§ **TEKS YANG DIKAJI**
Widgets

Posted by : Unknown Selasa, 04 Februari 2014

Jalan-jalan, perjalanan, berjalan, traveling, apapun nama yang disematkan dalam kegiatan tersebut, memang berdampak adiktif (Nagih). Mengapa bisa seperti itu?

Nenek moyang kita umat manusia -entah teori apapun yang anda percayai- ketika muncul pertama kali ke muka bumi, harus melakukan perjalanan. Agama langit menceritakan tentang Adam, yang berjalan dengan tujuan mencari pasangannya Hawa (Eve/Eva). Pemuja ilmu pengetahuan, percaya manusia pertama harus berjalan dari titik awal keberadaannya di Afrika, demi bertahan hidup (mencari makan).

Perjalanan adalah aktifitas pertama yang manusia lakukan sebelum makan. Jadi menurut hemat saya, urusan perut itu nomor dua. Yang utama tentu adalah proses pencarian.
Untuk urusan mencari –apapun yang anda cari- Di masa semutakhir ini. Manusia sedikitnya harus menggerakkan jemarinya di atas keyboard.

Setelah semua kemudahan yang tercipta di zaman .com ini. Masih perlukah manusia berjalan ke luar rumah? Bahkan makanan saja bisa datang sendiri sampai muka pintu. Apalagi yang harus dicari, setelah Google sukses menggantikan kedudukan anjing pelacak terhebat di atas muka bumi.

Bagi anda yang masih berdiam diri, merasa lengkap dengan tumpukan buku, nyaman dengan kehidupan bergaji bulanan. Sesungguhnya DNA anda menolak untuk lupa kultur berjalan di atas muka bumi, yang telah dilakukan oleh nenek moyang manusia selama ribuan tahun lamanya. Aktifitas yang setara kastanya (bahkan lebih tinggi) dengan kebutuhan pokok ini. Telah menggumpal dan membentuk jejak biologis dalam kromosom yang mengalir hilir-mudik di tulang belakang anda.

Buktinya? Cobalah berdiam selama tiga bulan di rumah. Atau yang lebih ekstrim lagi. Lakukan kejahatan kecil, kemudian serahkan diri ke pihak berwajib. Saya pastikan anda akan menuntut kebebasan. Tentu saya mengetahui rasanya, karena –bukan saya- ada kemenakan yang dipenjara karena sebuah perkelahian jalanan. Penahanan beberapa hari itu membuatnya stres minta ampun, bahkan sampai menangis tobat menyesali tingkah lakunya di suatu malam yang sunyi.

Rekreasi

Sebetah-betahnya anda di rumah. Anda membutuhkan sedikit rekreasi, mengganti suasana baru, walau dengan cara sekedar mengganti wallpaper kamar anda mungkin? Lebih lanjut lagi, tingkatan rekreasi ini tentu bersifat tamasya, wisata, bertualang, ekspedisi, maupun journey.

§ **DATA YANG DIBERIKAN**
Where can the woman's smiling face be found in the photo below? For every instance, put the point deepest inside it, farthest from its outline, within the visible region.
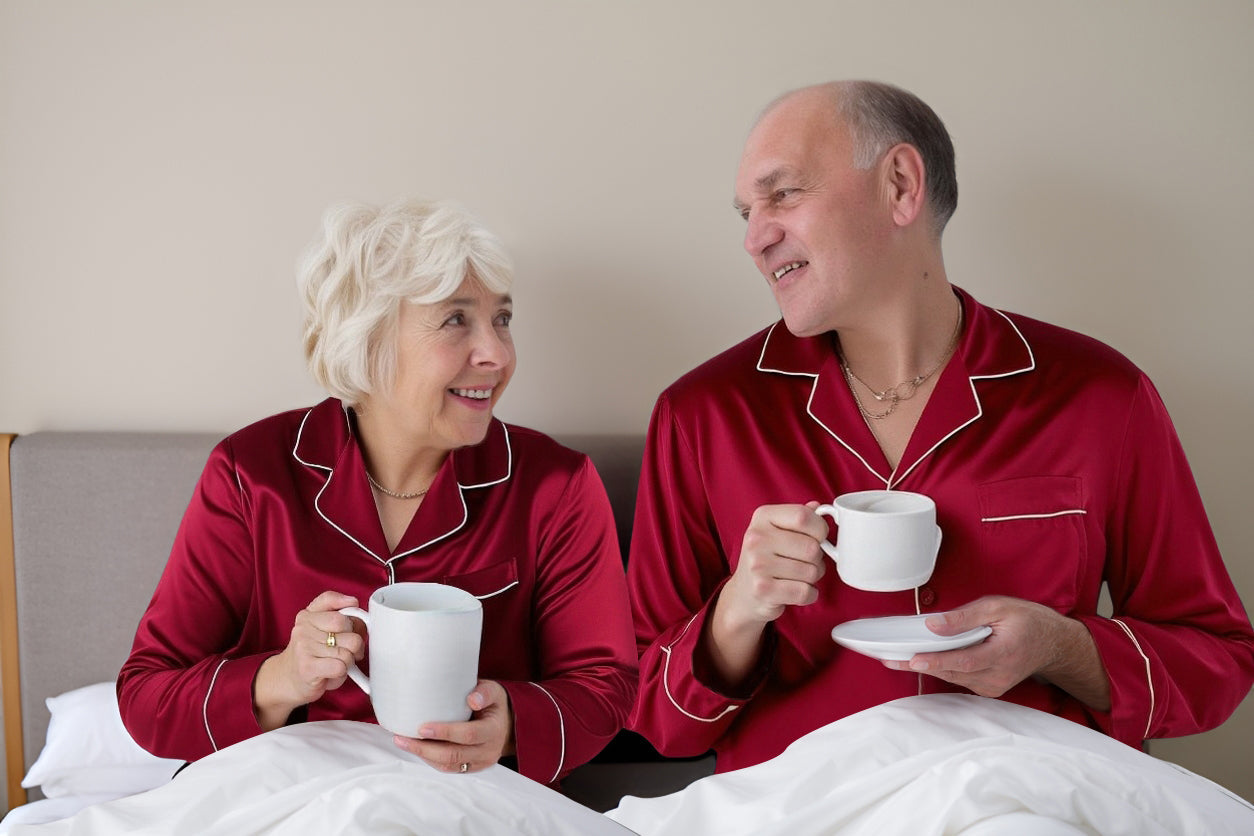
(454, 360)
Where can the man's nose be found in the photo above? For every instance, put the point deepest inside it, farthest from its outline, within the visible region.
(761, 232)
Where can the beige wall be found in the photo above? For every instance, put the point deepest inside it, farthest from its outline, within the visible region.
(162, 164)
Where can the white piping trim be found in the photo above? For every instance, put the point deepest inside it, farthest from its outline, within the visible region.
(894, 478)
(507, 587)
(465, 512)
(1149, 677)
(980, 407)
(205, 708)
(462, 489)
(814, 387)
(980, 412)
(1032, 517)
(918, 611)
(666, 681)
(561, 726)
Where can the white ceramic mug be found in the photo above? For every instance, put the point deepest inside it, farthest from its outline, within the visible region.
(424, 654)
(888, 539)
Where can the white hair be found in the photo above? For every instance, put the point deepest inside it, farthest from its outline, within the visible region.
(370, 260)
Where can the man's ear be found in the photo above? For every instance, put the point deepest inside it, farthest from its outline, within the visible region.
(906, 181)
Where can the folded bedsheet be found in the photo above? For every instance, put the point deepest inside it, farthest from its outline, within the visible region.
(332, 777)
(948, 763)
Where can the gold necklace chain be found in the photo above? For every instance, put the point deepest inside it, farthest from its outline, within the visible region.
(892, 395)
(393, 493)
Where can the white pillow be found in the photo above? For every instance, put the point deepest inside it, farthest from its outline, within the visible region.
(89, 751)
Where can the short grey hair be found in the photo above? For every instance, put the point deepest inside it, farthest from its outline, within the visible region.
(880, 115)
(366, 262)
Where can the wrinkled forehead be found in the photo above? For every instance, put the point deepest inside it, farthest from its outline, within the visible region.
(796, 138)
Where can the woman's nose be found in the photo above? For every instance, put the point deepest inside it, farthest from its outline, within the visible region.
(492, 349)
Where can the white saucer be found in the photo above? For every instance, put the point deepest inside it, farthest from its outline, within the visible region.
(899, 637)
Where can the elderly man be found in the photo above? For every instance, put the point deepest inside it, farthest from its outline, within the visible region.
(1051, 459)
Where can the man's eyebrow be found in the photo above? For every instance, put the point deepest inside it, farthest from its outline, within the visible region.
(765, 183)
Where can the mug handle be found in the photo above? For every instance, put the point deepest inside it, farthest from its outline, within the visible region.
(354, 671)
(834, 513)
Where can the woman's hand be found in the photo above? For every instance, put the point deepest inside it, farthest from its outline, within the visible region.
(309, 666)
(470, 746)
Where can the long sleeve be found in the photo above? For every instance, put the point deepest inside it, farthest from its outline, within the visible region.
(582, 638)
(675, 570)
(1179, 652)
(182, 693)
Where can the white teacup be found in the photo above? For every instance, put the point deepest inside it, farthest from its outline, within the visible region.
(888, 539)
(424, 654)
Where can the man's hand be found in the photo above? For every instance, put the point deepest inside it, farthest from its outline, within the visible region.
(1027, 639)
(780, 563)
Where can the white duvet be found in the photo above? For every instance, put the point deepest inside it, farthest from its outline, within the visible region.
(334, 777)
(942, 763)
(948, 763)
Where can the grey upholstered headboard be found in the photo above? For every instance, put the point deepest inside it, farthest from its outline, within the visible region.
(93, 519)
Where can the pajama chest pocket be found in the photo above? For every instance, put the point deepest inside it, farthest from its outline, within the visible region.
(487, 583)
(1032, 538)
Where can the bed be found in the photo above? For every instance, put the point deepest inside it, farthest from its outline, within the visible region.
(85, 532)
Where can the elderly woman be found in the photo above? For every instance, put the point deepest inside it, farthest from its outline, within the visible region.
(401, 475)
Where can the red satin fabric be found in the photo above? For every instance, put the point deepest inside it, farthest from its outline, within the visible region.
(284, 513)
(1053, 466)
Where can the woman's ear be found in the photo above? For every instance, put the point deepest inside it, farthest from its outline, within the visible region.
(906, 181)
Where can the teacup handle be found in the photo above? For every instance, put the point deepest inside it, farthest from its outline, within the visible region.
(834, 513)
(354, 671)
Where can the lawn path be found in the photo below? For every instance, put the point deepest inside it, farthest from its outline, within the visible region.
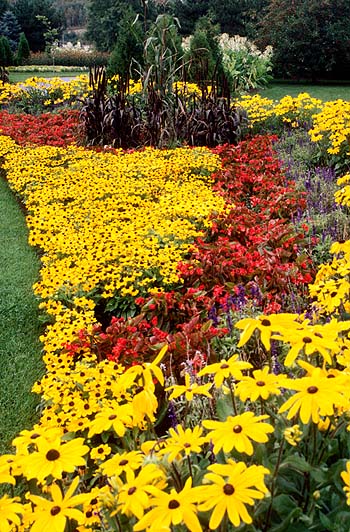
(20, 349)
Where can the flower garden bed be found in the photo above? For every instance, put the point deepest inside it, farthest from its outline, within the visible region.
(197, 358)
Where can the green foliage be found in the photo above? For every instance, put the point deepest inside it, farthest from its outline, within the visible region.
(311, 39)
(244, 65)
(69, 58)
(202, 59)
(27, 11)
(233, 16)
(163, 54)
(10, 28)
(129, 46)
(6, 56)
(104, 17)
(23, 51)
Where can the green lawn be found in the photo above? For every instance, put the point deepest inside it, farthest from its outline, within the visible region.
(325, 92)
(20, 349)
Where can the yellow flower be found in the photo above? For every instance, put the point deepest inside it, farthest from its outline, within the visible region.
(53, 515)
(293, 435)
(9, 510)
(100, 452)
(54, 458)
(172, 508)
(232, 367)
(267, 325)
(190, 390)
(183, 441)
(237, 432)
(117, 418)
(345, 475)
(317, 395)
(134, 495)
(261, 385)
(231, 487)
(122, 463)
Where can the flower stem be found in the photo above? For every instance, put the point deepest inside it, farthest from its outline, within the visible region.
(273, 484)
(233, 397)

§ **TERAPKAN HASIL BACAAN**
**a.** Sebutkan semua bentuk tingkatan rekreasi lebih lanjut yang disebutkan dalam teks tentang perjalanan.
**b.** Jawablah pertanyaan berikut berdasarkan teks tentang perjalanan.
(i) Menurut cerita agama langit dalam teks, apa tujuan Adam berjalan?
(ii) Berapa lama pembaca diminta mencoba berdiam di rumah sebagai bukti?
(iii) Karena apa kemenakan penulis dipenjara?
**c.** Lanjutkan teks tentang perjalanan mulai dari bagian sesudah kalimat terakhirnya.

§ **JAWABAN LATIHAN**
**a.** tamasya, wisata, bertualang, ekspedisi, journey

**b.**
(i) Mencari pasangannya, Hawa.
(ii) Tiga bulan.
(iii) Karena sebuah perkelahian jalanan.

**c.**
Bagai sebuah barang elektronik, manusia diciptakan juga untuk mengisi ulang energi dalam dirinya. Sehingga itulah kegiatan recharge manusia disebut rekreasi/recreation. Mengkreasi ulang, karena sesungguhnya manusia hidup untuk berkarya (ibadah). Perkara  berkarya ini, tentu manusia membutuhkan energi. Uniknya energi yang dibutuhkan, tidak hanya fisik, tapi juga rohani.

Aku lagi-lagi menganalogikan manusia dengan barang elektronik : Ketika laptop, smartphone, atau i-pod anda recharge. Tentu jalan terbaik adalah mengistirahatkannya dari kegiatannya (Tidak dipakai). Bisa saja anda men-charge alat tersebut sambil dipakai. Dampaknya, selain tidak maksimal. Tentu juga memperpendek umur benda tersebut (tidak awet).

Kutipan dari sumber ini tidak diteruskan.